# scp -r über ssh



## campari (23. Januar 2005)

brauch daten von meinem heimpc hier auf hiesigem rechner. bin über ssh eingeloggt, und will per scp rekursiv auf hiesigen rechner kopieren:



  [[campari@localhost bio]$ scp -r campari@localhost:/home/campari/uni/bio/*  root@ip.xxx.x.48:home/alien/sebi/*
  campari@localhost's password:
  ssh: connect to host ip.xxx.x.48 port 22: Connection refused
  lost connection
  [campari@localhost bio]$

  firewall is deakt.


   hm, brauch ich eigentlich auch ssh-server auf hiesigem rechner? oder sonstwad?

  Danke für eure Hilfe!
  Prost


----------



## campari (24. Januar 2005)

zwei hosts angeben geht nicht:

  [campari@localhost bio]$ scp -r /home/test/* alien@ip:/home/alien/test/

  danke an mich selbst ;p


----------



## campari (24. Januar 2005)

[campari@localhost bio]$ scp -r -P 80 /home/campari/uni/bio/* alien@ip:/home/alien/sebi/
  ssh: connect to host ip port 80: Connection refused
  lost connection
  [campari@localhost bio]$  habs mit standard port 22, und ca 30 anderen zwischen 4000 und 6000 gemacht. immer refused 
 firewall is deakt.

  Prost


----------

### DATEN

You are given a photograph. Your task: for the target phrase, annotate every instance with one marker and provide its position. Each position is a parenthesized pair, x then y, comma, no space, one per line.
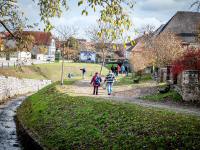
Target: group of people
(109,80)
(120,69)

### AUFGABEN
(a) Warum gibt campari im Lesetext beim Befehl vom 24. Januar 2005 nur noch einen Host an? Antworten Sie in ein bis drei Sätzen.
(b) Kopieren Sie aus dem Lesetext die Stelle von „[[campari@localhost bio]$ scp“ bis „rechner? oder sonstwad?“.

### LÖSUNGEN
(a) Im Beitrag steht, dass die Angabe von zwei Hosts nicht funktioniert. Deshalb wird die Quelle als lokaler Pfad (/home/test/*) geschrieben. Nur das Ziel alien@ip:/home/alien/test/ enthält einen Host.

(b)
[[campari@localhost bio]$ scp -r campari@localhost:/home/campari/uni/bio/*  root@ip.xxx.x.48:home/alien/sebi/*
  campari@localhost's password:
  ssh: connect to host ip.xxx.x.48 port 22: Connection refused
  lost connection
  [campari@localhost bio]$

  firewall is deakt.


   hm, brauch ich eigentlich auch ssh-server auf hiesigem rechner? oder sonstwad?